[What is needed] Retype the material below word for word, all of it, but leave the pictures out of your answer.

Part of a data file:
begin

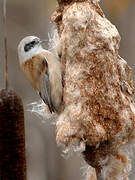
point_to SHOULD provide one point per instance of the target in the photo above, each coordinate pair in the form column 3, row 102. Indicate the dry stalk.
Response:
column 99, row 111
column 12, row 137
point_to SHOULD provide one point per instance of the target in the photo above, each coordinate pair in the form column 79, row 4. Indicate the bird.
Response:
column 43, row 70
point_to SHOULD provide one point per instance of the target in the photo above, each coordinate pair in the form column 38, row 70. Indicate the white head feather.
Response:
column 25, row 55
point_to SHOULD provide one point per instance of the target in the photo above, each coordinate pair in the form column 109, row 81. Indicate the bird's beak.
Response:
column 41, row 41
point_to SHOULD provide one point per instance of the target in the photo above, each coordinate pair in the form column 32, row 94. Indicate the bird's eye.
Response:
column 30, row 45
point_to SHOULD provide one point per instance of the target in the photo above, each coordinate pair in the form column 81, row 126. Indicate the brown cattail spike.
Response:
column 12, row 137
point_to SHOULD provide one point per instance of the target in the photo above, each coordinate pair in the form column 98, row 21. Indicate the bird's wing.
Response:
column 44, row 86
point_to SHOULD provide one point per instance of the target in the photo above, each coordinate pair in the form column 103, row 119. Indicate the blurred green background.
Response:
column 29, row 17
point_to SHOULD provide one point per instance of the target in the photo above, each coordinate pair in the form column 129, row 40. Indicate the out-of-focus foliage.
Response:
column 29, row 17
column 115, row 7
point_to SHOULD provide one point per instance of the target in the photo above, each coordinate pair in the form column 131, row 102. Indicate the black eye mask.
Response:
column 30, row 45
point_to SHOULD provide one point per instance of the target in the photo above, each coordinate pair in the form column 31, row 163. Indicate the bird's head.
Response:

end

[Expected output]
point_to SHOULD provide one point per instance of the target in the photo above, each coordinate pair in the form column 3, row 102. Indicate the dry stalk.
Response:
column 99, row 111
column 12, row 137
point_to SHOULD provide one point per instance of the target in the photo above, each coordinate pair in the form column 79, row 4. Indicate the bird.
Response:
column 43, row 70
point_to SHOULD provide one point per instance of the target in the photo above, each coordinate pair in the form column 38, row 70. Indicate the white head feather.
Response:
column 25, row 55
point_to SHOULD provide one point per instance of the target in the photo above, each coordinate pair in the form column 109, row 81. Indicate the bird's beak.
Response:
column 41, row 41
point_to SHOULD provide one point per instance of the target in the photo above, each coordinate pair in the form column 32, row 94. Indicate the bird's eye.
Response:
column 30, row 45
point_to SHOULD provide one point per instance of the target in the photo above, each coordinate pair in the form column 81, row 126. Indicate the brown cattail spike.
Response:
column 12, row 137
point_to SHOULD provide one point per instance of the target in the photo above, each coordinate pair in the form column 98, row 21. Indicate the bird's wing.
Response:
column 44, row 86
point_to SHOULD provide one point per instance of the target in the photo above, each coordinate pair in the form column 103, row 119. Indicate the blurred green background.
Response:
column 29, row 17
point_to SHOULD provide one point per instance of the target in the photo above, each coordinate pair in the form column 129, row 40. Indicate the out-of-focus foliage.
Response:
column 29, row 17
column 115, row 7
point_to SHOULD provide one point per instance of the target in the photo above, each coordinate pair in the form column 131, row 102. Indicate the black eye mask.
Response:
column 30, row 45
point_to SHOULD provide one point per instance of the target in the photo above, each coordinate pair in the form column 31, row 163. Indicate the bird's head.
Response:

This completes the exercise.